#### Required action:
Extract the full set of records that follows, word for word.

Stored records

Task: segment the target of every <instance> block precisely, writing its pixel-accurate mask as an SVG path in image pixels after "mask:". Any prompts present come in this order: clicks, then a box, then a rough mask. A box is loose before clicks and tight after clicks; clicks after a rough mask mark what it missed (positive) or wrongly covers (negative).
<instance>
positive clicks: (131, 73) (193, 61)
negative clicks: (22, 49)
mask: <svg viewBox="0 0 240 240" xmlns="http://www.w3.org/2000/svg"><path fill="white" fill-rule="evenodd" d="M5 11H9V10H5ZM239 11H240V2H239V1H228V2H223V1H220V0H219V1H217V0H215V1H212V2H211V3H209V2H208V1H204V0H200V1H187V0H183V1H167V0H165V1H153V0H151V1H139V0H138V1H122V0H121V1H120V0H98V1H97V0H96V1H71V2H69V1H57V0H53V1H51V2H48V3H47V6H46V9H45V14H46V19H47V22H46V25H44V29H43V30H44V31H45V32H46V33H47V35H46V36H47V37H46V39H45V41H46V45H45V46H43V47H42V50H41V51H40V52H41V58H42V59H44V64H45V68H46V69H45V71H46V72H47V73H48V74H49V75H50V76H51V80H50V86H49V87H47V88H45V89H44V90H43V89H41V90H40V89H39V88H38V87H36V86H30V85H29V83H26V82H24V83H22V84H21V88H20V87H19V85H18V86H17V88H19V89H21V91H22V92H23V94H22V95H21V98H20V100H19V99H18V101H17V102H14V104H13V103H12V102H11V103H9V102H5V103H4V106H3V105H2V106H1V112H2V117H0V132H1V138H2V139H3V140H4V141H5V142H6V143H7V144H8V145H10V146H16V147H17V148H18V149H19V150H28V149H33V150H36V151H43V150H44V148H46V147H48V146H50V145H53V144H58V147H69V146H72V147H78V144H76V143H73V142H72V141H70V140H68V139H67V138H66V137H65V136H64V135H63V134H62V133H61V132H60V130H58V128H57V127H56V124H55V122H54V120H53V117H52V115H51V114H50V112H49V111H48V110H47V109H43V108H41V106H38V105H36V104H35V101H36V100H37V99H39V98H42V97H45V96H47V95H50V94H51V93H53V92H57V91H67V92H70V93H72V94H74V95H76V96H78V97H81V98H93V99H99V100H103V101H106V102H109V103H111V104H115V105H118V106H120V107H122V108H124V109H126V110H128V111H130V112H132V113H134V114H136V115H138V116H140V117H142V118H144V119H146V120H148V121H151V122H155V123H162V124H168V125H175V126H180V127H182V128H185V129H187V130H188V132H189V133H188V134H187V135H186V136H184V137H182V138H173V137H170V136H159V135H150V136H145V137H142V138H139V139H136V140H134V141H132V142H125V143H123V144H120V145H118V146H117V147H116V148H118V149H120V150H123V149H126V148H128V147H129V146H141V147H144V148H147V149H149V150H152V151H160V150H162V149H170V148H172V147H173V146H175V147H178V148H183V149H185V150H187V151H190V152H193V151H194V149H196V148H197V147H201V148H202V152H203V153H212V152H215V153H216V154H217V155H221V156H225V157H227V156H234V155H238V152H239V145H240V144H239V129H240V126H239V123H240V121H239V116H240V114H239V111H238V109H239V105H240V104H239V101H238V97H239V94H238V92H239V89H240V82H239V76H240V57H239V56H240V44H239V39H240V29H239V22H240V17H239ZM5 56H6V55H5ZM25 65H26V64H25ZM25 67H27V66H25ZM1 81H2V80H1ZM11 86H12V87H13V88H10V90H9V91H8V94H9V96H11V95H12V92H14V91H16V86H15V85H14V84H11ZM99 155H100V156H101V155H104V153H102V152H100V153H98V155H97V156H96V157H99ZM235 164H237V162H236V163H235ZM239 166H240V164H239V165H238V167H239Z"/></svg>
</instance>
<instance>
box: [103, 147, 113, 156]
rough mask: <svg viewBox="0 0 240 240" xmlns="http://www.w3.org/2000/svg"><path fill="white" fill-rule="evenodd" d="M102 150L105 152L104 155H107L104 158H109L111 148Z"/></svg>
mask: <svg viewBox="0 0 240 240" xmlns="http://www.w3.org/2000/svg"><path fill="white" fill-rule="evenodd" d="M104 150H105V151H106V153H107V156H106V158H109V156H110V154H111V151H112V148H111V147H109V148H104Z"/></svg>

#### Output for this exercise:
Task: segment the target of every <instance> block precisely, writing its pixel-accurate mask as an SVG path in image pixels after "mask:". Any prompts present come in this order: clicks, then a box, then a rough mask. A box is loose before clicks and tight after clicks; clicks after a rough mask mark what it missed (positive) or wrongly covers (negative).
<instance>
positive clicks: (131, 73) (193, 61)
negative clicks: (22, 49)
mask: <svg viewBox="0 0 240 240" xmlns="http://www.w3.org/2000/svg"><path fill="white" fill-rule="evenodd" d="M5 11H9V10H5ZM239 11H240V2H239V1H228V2H223V1H220V0H219V1H217V0H215V1H212V2H211V3H209V2H208V1H204V0H200V1H187V0H183V1H167V0H165V1H153V0H151V1H139V0H138V1H122V0H121V1H120V0H98V1H97V0H96V1H71V2H69V1H57V0H53V1H51V2H48V3H47V6H46V9H45V14H46V19H47V22H46V25H44V29H43V30H44V31H45V32H46V33H47V35H46V36H47V37H46V39H45V41H46V45H45V46H43V47H42V50H41V51H40V52H41V58H42V59H44V64H45V68H46V69H45V71H46V72H47V73H48V74H49V75H50V76H51V80H50V86H49V87H47V88H45V89H44V90H43V89H41V90H40V89H39V88H38V87H36V86H30V85H29V83H26V82H24V83H22V84H21V88H20V87H19V85H18V86H17V88H19V89H21V91H22V92H23V94H22V95H21V98H20V100H19V99H18V101H17V102H14V104H13V103H12V102H11V103H9V102H5V103H4V106H3V105H2V106H1V112H2V117H0V132H1V138H2V139H3V140H4V141H5V142H6V143H7V144H8V145H10V146H16V147H17V148H18V149H19V150H28V149H33V150H36V151H43V150H44V148H46V147H48V146H50V145H53V144H58V147H69V146H72V147H78V144H76V143H73V142H72V141H70V140H68V139H67V138H66V137H65V136H64V135H63V134H62V133H61V132H60V130H58V128H57V127H56V124H55V122H54V120H53V117H52V115H51V114H50V112H49V111H48V110H47V109H43V108H41V106H38V105H36V104H35V101H36V100H37V99H39V98H42V97H45V96H47V95H50V94H51V93H53V92H57V91H67V92H70V93H72V94H74V95H76V96H78V97H81V98H93V99H99V100H103V101H106V102H109V103H111V104H115V105H118V106H120V107H122V108H124V109H126V110H128V111H130V112H132V113H134V114H136V115H138V116H140V117H142V118H144V119H146V120H148V121H151V122H155V123H162V124H168V125H175V126H180V127H182V128H185V129H187V130H188V132H189V133H188V134H187V135H186V136H184V137H182V138H173V137H170V136H159V135H150V136H145V137H142V138H139V139H136V140H134V141H132V142H125V143H123V144H120V145H118V146H117V147H116V148H118V149H120V150H123V149H126V148H128V147H129V146H141V147H144V148H147V149H149V150H152V151H160V150H162V149H170V148H172V147H173V146H175V147H178V148H183V149H185V150H187V151H190V152H193V151H194V149H196V148H197V147H201V148H202V152H203V153H212V152H215V153H216V154H217V155H221V156H225V157H227V156H234V155H238V152H239V145H240V144H239V129H240V126H239V123H240V121H239V116H240V114H239V111H238V109H239V105H240V104H239V101H238V97H239V94H238V92H239V89H240V82H239V76H240V57H239V56H240V44H239V39H240V29H239V22H240V17H239ZM5 56H6V55H5ZM25 65H26V64H25ZM25 67H27V66H25ZM1 81H2V80H1ZM11 86H12V87H13V88H10V90H9V91H8V94H9V96H11V95H12V92H14V91H16V86H15V85H14V84H11ZM99 155H100V156H101V155H104V153H102V152H100V153H98V155H97V156H96V157H99ZM235 164H237V162H236V163H235ZM239 166H240V164H239V165H238V167H239Z"/></svg>
</instance>
<instance>
box: [103, 147, 113, 156]
rough mask: <svg viewBox="0 0 240 240" xmlns="http://www.w3.org/2000/svg"><path fill="white" fill-rule="evenodd" d="M102 150L105 152L104 155H107L104 158H109L111 148Z"/></svg>
mask: <svg viewBox="0 0 240 240" xmlns="http://www.w3.org/2000/svg"><path fill="white" fill-rule="evenodd" d="M104 150H105V151H106V153H107V156H106V158H109V156H110V154H111V151H112V148H111V147H109V148H104Z"/></svg>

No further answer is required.